## About this task
Copy each line of the data below in which the word "blue" can be found.

─── Dataset excerpts

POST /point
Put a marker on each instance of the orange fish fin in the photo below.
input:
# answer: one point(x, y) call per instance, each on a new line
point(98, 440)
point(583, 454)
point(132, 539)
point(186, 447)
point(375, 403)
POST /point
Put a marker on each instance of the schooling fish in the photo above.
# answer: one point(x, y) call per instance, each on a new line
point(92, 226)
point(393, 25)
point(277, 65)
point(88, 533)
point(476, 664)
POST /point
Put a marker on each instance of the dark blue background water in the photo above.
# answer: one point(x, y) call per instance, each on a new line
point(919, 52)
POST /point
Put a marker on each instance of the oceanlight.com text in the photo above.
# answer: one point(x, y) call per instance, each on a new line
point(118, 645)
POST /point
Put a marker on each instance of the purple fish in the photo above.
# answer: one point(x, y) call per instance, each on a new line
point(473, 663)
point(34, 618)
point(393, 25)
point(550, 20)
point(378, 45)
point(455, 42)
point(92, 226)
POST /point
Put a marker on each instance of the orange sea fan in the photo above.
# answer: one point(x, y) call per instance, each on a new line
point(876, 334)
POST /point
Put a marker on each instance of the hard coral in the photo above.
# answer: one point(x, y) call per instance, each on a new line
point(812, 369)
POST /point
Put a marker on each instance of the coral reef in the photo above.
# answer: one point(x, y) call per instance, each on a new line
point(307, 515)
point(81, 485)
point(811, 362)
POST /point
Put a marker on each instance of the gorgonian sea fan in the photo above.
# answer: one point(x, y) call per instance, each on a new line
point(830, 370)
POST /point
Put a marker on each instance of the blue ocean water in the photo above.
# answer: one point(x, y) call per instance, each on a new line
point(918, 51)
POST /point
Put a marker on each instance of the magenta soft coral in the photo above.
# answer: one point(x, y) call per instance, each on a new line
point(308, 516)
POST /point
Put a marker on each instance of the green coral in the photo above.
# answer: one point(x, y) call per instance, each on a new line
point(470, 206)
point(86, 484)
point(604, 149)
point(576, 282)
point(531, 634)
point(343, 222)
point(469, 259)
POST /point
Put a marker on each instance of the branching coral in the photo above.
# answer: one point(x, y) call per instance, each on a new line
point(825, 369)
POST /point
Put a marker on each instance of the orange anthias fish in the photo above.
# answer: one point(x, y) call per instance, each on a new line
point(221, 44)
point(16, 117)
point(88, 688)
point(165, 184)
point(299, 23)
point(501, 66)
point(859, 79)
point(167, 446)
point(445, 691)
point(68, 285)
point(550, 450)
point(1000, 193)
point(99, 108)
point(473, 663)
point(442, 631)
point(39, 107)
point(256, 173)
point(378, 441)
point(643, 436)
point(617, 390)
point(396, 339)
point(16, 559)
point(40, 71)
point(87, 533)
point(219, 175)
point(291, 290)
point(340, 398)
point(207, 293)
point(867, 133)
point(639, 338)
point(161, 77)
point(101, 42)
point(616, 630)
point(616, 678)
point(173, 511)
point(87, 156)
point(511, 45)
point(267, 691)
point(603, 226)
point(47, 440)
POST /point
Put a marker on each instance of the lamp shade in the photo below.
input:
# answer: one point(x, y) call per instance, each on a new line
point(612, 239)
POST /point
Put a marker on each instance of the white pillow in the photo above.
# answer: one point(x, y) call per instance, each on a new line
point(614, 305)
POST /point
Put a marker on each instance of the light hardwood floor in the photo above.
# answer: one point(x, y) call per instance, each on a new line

──────

## Solution to the problem
Put a marker on each instance of the dark blue background water in the photo above.
Put a marker on each instance of the blue ocean water in the photo above.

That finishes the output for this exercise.